The exercise — Pull out every line of the listing that contains the string "board", treating uppercase and lowercase letters as different.

Input rows —
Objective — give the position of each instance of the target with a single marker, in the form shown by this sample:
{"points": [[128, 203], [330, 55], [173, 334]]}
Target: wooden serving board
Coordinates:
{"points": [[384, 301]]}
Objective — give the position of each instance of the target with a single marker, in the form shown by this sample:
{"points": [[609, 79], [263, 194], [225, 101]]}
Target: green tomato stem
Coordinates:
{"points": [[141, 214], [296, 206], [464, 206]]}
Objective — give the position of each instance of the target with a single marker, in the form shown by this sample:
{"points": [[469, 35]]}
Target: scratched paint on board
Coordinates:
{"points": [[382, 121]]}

--

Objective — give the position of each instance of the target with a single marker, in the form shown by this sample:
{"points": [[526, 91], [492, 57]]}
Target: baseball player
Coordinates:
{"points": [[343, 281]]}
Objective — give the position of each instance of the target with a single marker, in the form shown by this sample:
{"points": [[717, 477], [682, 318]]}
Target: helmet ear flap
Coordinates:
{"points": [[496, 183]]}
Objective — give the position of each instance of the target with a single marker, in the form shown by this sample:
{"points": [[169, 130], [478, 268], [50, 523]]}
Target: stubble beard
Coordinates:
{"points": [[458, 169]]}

==

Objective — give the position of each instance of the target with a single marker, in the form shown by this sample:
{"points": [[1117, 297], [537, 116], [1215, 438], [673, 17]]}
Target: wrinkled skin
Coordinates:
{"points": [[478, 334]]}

Answer for this exercise —
Target: wooden serving board
Target: scratched paint on board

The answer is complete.